**Problem to solve**
Among the lines below, take the one holding "<point>2,143</point>", the one holding "Task: pick out car's front", and all lines between them. Set them down exactly.

(Records excerpted from a collection)
* * *
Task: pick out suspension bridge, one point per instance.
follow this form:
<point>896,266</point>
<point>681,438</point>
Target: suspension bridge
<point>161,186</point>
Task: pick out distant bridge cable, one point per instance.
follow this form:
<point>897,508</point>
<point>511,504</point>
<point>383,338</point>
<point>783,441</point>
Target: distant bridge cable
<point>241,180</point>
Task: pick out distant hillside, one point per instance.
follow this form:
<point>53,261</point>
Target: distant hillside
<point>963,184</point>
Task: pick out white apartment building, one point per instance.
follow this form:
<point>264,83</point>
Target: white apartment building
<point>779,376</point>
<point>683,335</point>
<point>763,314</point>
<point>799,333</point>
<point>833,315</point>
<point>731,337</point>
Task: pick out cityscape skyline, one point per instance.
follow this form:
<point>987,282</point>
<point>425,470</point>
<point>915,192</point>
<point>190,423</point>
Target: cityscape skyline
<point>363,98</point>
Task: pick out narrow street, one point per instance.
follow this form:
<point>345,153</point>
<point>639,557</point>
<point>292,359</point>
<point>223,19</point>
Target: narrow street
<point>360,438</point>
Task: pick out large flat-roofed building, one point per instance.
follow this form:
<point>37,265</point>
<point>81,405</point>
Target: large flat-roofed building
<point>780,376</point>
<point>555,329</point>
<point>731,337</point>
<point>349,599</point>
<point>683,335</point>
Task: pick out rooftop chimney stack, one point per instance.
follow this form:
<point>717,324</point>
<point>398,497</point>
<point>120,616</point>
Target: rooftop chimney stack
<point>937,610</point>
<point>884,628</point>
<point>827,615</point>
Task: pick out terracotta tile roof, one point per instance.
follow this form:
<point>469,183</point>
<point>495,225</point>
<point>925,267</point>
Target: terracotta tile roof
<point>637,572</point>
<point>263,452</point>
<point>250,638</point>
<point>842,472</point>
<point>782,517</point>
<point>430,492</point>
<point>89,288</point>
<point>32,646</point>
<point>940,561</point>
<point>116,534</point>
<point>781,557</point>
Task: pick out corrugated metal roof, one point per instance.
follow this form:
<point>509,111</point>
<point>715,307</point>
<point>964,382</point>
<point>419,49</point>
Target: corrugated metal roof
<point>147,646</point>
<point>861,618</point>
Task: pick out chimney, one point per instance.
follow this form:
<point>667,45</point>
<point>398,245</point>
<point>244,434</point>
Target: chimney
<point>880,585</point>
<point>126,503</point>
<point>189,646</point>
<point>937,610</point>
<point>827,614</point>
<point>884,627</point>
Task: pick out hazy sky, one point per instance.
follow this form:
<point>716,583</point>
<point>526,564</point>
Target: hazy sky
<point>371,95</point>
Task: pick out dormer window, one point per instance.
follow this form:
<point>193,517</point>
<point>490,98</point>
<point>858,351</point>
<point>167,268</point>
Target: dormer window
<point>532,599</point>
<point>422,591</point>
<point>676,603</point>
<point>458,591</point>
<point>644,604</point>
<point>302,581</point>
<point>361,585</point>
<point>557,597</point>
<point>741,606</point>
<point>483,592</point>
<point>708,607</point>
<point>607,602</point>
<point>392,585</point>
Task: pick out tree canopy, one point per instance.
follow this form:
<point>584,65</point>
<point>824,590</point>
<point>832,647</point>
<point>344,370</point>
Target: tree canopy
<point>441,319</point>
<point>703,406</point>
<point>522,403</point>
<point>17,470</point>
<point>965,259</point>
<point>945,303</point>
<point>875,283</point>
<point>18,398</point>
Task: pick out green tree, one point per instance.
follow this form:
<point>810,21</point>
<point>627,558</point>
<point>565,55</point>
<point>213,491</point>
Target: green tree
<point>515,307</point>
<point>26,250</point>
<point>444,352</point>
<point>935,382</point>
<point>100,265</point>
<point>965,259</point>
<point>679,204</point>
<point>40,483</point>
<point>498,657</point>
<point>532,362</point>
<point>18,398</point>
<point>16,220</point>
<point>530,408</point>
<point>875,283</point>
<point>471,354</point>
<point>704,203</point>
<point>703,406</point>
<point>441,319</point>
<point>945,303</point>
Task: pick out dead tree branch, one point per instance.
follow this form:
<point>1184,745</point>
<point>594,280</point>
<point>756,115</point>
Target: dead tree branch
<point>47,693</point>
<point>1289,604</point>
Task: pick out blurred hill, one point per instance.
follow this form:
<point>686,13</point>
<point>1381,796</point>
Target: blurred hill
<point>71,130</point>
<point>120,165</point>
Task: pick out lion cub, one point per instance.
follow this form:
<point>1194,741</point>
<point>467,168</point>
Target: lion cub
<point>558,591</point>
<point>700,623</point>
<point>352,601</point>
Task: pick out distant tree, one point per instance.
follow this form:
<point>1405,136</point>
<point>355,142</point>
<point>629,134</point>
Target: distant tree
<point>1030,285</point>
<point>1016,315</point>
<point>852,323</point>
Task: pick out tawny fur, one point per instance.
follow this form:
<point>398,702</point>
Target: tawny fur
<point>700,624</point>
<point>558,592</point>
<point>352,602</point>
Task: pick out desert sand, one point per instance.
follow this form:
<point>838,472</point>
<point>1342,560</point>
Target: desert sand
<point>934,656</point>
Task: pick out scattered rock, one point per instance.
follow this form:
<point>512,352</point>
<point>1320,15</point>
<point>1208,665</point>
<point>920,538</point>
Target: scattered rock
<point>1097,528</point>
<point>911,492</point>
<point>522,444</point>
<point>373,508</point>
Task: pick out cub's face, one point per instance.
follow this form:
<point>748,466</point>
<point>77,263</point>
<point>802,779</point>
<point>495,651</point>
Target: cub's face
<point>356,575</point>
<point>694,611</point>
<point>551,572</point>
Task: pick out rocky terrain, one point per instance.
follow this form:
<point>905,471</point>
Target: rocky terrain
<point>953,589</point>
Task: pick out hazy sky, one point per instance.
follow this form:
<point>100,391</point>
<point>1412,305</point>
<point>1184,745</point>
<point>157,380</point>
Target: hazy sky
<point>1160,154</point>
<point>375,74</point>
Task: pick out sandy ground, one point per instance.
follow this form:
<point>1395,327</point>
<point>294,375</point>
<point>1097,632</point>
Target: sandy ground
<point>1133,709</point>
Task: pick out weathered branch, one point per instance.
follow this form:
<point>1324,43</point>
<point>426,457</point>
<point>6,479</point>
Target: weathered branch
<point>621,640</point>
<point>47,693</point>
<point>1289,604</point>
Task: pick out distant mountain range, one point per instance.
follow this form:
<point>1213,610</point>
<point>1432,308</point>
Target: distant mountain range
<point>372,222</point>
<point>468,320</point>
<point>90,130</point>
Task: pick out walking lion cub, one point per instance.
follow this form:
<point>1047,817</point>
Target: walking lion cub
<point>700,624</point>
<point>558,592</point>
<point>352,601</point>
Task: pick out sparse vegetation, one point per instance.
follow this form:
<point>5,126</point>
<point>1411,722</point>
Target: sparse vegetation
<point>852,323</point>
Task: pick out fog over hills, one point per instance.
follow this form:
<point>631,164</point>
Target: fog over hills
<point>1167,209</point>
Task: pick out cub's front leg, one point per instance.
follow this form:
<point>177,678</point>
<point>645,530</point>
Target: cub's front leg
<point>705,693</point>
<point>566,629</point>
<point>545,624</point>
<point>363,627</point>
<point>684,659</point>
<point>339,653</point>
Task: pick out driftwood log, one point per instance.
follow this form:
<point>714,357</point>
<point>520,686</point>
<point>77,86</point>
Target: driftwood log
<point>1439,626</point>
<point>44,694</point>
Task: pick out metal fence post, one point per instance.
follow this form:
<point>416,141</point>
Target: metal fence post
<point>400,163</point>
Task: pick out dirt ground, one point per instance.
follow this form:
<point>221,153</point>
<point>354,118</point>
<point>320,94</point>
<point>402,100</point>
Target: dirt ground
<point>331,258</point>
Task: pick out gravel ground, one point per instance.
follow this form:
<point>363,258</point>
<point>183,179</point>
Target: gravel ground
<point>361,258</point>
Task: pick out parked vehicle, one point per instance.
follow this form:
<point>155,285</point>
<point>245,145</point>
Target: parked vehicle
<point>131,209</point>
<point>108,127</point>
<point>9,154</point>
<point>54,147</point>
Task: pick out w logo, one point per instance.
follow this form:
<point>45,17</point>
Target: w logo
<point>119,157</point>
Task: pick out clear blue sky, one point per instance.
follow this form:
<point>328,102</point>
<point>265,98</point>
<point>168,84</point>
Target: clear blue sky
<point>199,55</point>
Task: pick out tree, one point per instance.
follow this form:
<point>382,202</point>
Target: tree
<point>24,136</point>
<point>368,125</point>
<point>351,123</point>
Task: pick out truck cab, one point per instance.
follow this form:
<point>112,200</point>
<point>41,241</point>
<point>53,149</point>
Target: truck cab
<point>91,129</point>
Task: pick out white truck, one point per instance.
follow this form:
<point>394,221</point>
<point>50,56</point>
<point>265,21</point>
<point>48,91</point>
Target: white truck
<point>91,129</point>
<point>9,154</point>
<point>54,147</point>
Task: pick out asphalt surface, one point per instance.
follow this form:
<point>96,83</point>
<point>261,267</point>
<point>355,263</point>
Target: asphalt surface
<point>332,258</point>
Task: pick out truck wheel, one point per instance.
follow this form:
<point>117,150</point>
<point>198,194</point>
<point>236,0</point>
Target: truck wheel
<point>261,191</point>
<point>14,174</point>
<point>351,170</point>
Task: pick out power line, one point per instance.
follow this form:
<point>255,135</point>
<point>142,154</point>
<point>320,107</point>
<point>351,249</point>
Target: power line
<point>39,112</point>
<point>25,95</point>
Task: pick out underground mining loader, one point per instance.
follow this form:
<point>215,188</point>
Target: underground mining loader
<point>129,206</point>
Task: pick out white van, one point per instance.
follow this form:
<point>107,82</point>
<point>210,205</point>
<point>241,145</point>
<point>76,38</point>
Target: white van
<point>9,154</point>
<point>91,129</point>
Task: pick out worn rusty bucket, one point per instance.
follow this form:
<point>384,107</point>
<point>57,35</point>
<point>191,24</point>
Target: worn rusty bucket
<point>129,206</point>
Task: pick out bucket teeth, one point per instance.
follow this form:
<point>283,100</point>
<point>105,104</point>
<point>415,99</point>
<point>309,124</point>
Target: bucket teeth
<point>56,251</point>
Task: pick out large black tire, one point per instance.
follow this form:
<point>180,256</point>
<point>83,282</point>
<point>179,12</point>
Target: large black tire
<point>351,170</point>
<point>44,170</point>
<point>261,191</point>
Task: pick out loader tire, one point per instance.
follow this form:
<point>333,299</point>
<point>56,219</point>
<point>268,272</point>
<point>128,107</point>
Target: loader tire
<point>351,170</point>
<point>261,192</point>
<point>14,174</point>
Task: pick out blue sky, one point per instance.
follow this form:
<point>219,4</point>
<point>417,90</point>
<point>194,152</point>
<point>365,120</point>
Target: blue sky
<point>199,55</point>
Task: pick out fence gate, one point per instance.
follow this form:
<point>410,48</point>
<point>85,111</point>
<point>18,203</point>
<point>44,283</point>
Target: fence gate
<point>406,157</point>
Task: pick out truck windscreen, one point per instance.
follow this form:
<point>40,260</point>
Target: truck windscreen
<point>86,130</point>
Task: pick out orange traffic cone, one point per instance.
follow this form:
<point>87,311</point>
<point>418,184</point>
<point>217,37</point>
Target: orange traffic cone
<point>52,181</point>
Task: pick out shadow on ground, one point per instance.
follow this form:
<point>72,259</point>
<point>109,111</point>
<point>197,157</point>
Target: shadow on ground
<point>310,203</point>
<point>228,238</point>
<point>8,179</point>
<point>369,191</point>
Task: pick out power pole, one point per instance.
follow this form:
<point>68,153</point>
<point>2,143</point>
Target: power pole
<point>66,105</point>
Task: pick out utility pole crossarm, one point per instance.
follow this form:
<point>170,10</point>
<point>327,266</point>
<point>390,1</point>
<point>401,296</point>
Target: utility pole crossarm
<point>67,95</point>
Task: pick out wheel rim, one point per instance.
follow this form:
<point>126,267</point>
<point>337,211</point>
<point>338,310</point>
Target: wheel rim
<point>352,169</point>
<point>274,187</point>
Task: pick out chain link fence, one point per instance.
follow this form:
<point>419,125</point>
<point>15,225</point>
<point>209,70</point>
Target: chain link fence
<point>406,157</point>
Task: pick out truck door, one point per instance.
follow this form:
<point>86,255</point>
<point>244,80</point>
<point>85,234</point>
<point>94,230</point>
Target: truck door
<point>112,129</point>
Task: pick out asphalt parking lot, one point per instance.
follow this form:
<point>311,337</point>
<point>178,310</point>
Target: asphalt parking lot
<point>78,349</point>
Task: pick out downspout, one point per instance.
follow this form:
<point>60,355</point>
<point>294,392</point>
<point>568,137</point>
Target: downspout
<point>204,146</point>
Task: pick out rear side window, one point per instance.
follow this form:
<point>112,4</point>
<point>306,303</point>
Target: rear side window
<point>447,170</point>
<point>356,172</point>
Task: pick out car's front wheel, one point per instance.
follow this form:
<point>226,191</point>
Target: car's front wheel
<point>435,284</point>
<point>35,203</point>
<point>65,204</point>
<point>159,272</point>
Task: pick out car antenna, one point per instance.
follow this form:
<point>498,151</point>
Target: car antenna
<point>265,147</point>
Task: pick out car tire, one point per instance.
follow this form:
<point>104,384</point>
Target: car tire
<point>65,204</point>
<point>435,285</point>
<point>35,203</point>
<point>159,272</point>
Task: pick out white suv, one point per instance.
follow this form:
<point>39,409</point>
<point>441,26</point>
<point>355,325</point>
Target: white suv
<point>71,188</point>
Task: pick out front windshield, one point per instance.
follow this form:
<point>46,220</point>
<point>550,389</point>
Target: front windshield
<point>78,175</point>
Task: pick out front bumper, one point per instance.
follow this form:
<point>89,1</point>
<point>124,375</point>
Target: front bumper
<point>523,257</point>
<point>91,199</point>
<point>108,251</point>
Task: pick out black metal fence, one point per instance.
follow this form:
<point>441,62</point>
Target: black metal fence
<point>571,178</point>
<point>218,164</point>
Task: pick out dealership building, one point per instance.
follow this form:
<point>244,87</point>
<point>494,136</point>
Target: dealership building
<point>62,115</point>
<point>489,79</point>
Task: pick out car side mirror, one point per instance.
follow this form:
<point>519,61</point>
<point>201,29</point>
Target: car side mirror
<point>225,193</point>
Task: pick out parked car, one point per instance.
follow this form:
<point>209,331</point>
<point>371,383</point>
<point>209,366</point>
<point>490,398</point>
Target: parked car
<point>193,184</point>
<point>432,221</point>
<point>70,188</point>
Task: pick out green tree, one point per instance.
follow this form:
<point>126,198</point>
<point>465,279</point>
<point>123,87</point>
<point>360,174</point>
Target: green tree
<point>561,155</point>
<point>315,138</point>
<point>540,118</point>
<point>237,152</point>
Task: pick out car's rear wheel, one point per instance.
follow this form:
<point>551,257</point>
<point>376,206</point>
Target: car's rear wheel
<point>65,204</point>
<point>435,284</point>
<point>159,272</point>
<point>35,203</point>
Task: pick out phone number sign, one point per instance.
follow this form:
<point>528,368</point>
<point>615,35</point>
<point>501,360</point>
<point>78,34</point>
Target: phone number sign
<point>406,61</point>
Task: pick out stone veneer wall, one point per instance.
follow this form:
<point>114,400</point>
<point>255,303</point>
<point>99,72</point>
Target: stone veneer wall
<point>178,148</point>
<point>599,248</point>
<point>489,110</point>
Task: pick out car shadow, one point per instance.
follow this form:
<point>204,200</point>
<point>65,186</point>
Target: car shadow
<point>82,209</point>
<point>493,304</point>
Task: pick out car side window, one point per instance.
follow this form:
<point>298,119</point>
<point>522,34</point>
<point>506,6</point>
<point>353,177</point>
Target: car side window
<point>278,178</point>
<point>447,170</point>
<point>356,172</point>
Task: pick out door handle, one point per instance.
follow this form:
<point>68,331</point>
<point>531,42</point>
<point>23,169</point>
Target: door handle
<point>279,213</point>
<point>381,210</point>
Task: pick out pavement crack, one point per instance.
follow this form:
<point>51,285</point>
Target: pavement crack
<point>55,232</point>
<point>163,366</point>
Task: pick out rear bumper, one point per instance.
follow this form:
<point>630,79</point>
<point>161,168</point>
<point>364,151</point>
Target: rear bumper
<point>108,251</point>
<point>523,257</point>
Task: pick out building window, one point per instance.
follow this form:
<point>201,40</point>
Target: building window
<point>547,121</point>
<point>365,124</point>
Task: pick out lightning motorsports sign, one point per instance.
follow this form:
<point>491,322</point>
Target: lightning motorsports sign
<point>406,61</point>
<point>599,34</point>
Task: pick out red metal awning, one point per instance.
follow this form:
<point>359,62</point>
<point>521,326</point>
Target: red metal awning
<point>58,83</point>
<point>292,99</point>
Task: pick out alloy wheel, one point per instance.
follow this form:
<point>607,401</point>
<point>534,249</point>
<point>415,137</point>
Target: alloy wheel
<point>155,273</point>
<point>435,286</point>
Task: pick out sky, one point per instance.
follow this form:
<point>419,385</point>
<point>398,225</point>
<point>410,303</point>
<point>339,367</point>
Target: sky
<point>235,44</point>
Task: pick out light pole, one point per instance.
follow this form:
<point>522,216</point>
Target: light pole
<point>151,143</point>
* * *
**Solution to this problem**
<point>2,143</point>
Target: power pole
<point>66,105</point>
Task: pick out utility pole crossarm, one point per instance.
follow this form:
<point>170,10</point>
<point>327,266</point>
<point>390,1</point>
<point>401,296</point>
Target: utility pole crossarm
<point>67,95</point>
Task: pick out wheel rim, one point per instance.
follow this form:
<point>126,267</point>
<point>337,211</point>
<point>338,310</point>
Target: wheel rim
<point>352,169</point>
<point>274,187</point>
Task: pick out chain link fence, one point per instance.
follow this form:
<point>419,125</point>
<point>15,225</point>
<point>209,70</point>
Target: chain link fence
<point>406,157</point>
Task: pick out truck door, one point per instance.
follow this form:
<point>86,255</point>
<point>244,80</point>
<point>85,234</point>
<point>94,230</point>
Target: truck door
<point>112,129</point>
Task: pick out asphalt parking lot, one point per instance.
follow this form:
<point>311,337</point>
<point>178,310</point>
Target: asphalt parking lot
<point>78,349</point>
Task: pick out downspout, one point per instance.
follow this form:
<point>60,355</point>
<point>294,392</point>
<point>568,137</point>
Target: downspout
<point>204,146</point>
Task: pick out rear side window, one point per instance.
follow this form:
<point>112,4</point>
<point>306,303</point>
Target: rear side window
<point>447,170</point>
<point>356,172</point>
Task: pick out car's front wheel, one point per instance.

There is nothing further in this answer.